***** Exercise inputs *****

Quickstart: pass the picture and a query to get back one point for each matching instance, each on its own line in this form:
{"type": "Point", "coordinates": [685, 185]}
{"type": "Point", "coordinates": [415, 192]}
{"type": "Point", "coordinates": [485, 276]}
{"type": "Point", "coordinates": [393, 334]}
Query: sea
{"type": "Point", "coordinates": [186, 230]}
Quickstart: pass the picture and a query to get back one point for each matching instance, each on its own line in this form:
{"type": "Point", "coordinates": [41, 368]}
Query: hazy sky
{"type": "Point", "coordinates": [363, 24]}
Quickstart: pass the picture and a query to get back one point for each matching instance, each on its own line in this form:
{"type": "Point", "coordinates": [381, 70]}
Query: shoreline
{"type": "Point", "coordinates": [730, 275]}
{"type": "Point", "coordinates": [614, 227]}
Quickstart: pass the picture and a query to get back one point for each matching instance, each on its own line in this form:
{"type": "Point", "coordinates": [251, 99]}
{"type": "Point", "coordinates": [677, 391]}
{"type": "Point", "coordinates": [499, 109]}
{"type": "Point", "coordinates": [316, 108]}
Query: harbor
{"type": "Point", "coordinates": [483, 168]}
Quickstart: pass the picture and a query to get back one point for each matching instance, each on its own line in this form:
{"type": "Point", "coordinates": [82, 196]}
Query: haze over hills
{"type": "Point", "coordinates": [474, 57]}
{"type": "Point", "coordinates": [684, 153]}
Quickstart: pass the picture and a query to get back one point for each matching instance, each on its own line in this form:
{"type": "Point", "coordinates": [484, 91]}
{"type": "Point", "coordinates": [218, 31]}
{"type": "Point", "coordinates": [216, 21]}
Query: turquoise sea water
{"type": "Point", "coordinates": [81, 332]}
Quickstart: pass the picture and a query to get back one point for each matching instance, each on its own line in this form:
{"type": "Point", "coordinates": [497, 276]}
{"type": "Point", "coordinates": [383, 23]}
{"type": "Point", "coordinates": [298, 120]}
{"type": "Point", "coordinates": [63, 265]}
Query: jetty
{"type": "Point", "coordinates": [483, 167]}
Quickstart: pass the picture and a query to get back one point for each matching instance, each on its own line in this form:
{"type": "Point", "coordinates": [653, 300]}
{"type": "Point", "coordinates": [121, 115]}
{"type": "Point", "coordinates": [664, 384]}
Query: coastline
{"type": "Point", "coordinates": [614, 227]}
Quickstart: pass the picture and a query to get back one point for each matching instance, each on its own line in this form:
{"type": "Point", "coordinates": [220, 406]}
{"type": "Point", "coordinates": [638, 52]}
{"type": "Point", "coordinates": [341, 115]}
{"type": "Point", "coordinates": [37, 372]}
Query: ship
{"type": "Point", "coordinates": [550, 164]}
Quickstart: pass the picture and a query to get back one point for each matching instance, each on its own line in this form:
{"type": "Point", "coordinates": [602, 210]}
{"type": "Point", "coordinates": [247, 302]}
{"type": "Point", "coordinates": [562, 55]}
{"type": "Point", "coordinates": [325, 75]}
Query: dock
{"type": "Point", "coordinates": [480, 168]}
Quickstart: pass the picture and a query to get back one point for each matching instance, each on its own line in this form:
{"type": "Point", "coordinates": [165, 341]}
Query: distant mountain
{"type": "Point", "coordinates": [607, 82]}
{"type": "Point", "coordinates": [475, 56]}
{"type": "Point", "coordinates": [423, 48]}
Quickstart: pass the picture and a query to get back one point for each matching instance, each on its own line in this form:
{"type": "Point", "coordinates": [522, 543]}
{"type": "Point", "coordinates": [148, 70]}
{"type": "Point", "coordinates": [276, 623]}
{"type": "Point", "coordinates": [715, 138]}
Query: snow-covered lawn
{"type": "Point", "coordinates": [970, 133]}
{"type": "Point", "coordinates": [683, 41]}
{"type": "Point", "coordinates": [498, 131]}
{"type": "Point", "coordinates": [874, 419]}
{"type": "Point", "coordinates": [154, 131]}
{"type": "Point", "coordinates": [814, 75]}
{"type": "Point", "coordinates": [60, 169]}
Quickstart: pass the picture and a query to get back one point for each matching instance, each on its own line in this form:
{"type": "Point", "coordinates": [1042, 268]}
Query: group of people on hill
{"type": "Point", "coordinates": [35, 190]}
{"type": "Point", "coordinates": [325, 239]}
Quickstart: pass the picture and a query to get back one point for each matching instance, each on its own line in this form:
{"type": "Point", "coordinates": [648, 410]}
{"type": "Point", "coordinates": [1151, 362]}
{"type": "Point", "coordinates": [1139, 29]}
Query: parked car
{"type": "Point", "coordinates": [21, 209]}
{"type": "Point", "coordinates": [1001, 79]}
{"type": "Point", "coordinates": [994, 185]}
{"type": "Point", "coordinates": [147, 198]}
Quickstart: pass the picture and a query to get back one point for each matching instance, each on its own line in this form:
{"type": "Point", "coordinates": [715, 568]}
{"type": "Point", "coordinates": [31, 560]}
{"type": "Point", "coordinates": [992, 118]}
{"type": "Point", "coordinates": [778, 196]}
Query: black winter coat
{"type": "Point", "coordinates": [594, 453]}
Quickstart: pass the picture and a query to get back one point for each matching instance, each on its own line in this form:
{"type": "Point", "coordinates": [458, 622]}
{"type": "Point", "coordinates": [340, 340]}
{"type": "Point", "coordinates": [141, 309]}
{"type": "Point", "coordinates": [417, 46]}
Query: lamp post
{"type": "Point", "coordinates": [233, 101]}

*****

» **Task goal**
Give back the material above without altering a single word.

» **Result**
Quickstart: pass the picture and a query to get back one point for each matching instance, each on its own line in this form:
{"type": "Point", "coordinates": [685, 185]}
{"type": "Point", "coordinates": [415, 192]}
{"type": "Point", "coordinates": [485, 276]}
{"type": "Point", "coordinates": [393, 334]}
Query: sea
{"type": "Point", "coordinates": [186, 230]}
Quickstart: pass the picture and a query to get back one point for each matching instance, each on its own line in this form:
{"type": "Point", "coordinates": [41, 368]}
Query: hazy sky
{"type": "Point", "coordinates": [363, 24]}
Quickstart: pass the picture and a query to get back one point for each matching instance, each on its own line in this form:
{"type": "Point", "coordinates": [381, 70]}
Query: shoreline
{"type": "Point", "coordinates": [730, 275]}
{"type": "Point", "coordinates": [614, 227]}
Quickstart: pass the picture and a query to get back one point for each matching instance, each on its own line in this form:
{"type": "Point", "coordinates": [251, 99]}
{"type": "Point", "coordinates": [677, 391]}
{"type": "Point", "coordinates": [499, 109]}
{"type": "Point", "coordinates": [316, 108]}
Query: harbor
{"type": "Point", "coordinates": [483, 168]}
Quickstart: pass the picture and a query to get back one point for each matching instance, each on its own line in this form:
{"type": "Point", "coordinates": [82, 196]}
Query: haze over hills
{"type": "Point", "coordinates": [474, 57]}
{"type": "Point", "coordinates": [684, 153]}
Quickstart: pass the picture and a query to get back one point for each matching instance, each on its own line in this form:
{"type": "Point", "coordinates": [484, 91]}
{"type": "Point", "coordinates": [218, 31]}
{"type": "Point", "coordinates": [216, 21]}
Query: turquoise sea water
{"type": "Point", "coordinates": [81, 332]}
Quickstart: pass the picture and a query to get back one point for each matching instance, each on its own line in this form:
{"type": "Point", "coordinates": [497, 276]}
{"type": "Point", "coordinates": [383, 23]}
{"type": "Point", "coordinates": [298, 120]}
{"type": "Point", "coordinates": [63, 265]}
Query: jetty
{"type": "Point", "coordinates": [483, 167]}
Quickstart: pass the picture and a query to get back one point for each matching instance, each on its own line in this form:
{"type": "Point", "coordinates": [653, 300]}
{"type": "Point", "coordinates": [121, 115]}
{"type": "Point", "coordinates": [664, 384]}
Query: coastline
{"type": "Point", "coordinates": [614, 227]}
Quickstart: pass the picture and a query to get back one point for each matching instance, each on its own line in this form:
{"type": "Point", "coordinates": [220, 406]}
{"type": "Point", "coordinates": [638, 52]}
{"type": "Point", "coordinates": [341, 115]}
{"type": "Point", "coordinates": [37, 372]}
Query: ship
{"type": "Point", "coordinates": [550, 164]}
Quickstart: pass the picture and a query to get back one point for each matching instance, each on its own line in this form:
{"type": "Point", "coordinates": [602, 210]}
{"type": "Point", "coordinates": [247, 302]}
{"type": "Point", "coordinates": [562, 55]}
{"type": "Point", "coordinates": [325, 75]}
Query: dock
{"type": "Point", "coordinates": [480, 168]}
Quickstart: pass the picture and a query to get back one point for each matching instance, each on its own line in this form:
{"type": "Point", "coordinates": [165, 341]}
Query: distant mountain
{"type": "Point", "coordinates": [607, 82]}
{"type": "Point", "coordinates": [475, 56]}
{"type": "Point", "coordinates": [423, 48]}
Quickstart: pass the picture and a query to get back one point for each matching instance, each on its own line in this form:
{"type": "Point", "coordinates": [522, 543]}
{"type": "Point", "coordinates": [148, 70]}
{"type": "Point", "coordinates": [276, 623]}
{"type": "Point", "coordinates": [715, 138]}
Query: snow-covered lawn
{"type": "Point", "coordinates": [970, 133]}
{"type": "Point", "coordinates": [683, 41]}
{"type": "Point", "coordinates": [498, 131]}
{"type": "Point", "coordinates": [874, 419]}
{"type": "Point", "coordinates": [154, 131]}
{"type": "Point", "coordinates": [814, 75]}
{"type": "Point", "coordinates": [60, 169]}
Quickstart: pass the picture and a query to get back one point for each matching instance, each on its own line in this form:
{"type": "Point", "coordinates": [1042, 268]}
Query: group of people on hill
{"type": "Point", "coordinates": [35, 190]}
{"type": "Point", "coordinates": [325, 239]}
Quickstart: pass the picture and a query to get back one point for each matching instance, each on its own line in this form:
{"type": "Point", "coordinates": [648, 410]}
{"type": "Point", "coordinates": [1151, 362]}
{"type": "Point", "coordinates": [1139, 29]}
Query: parked car
{"type": "Point", "coordinates": [21, 209]}
{"type": "Point", "coordinates": [1001, 79]}
{"type": "Point", "coordinates": [994, 185]}
{"type": "Point", "coordinates": [147, 198]}
Quickstart: pass the picture and a query to get back one point for each matching instance, each on its own line in this form:
{"type": "Point", "coordinates": [715, 568]}
{"type": "Point", "coordinates": [31, 560]}
{"type": "Point", "coordinates": [992, 118]}
{"type": "Point", "coordinates": [778, 196]}
Query: black winter coat
{"type": "Point", "coordinates": [594, 453]}
Quickstart: pass the picture and a query to get back one point for each matching instance, each on its own line in this form:
{"type": "Point", "coordinates": [458, 622]}
{"type": "Point", "coordinates": [340, 340]}
{"type": "Point", "coordinates": [141, 309]}
{"type": "Point", "coordinates": [417, 46]}
Query: lamp post
{"type": "Point", "coordinates": [233, 101]}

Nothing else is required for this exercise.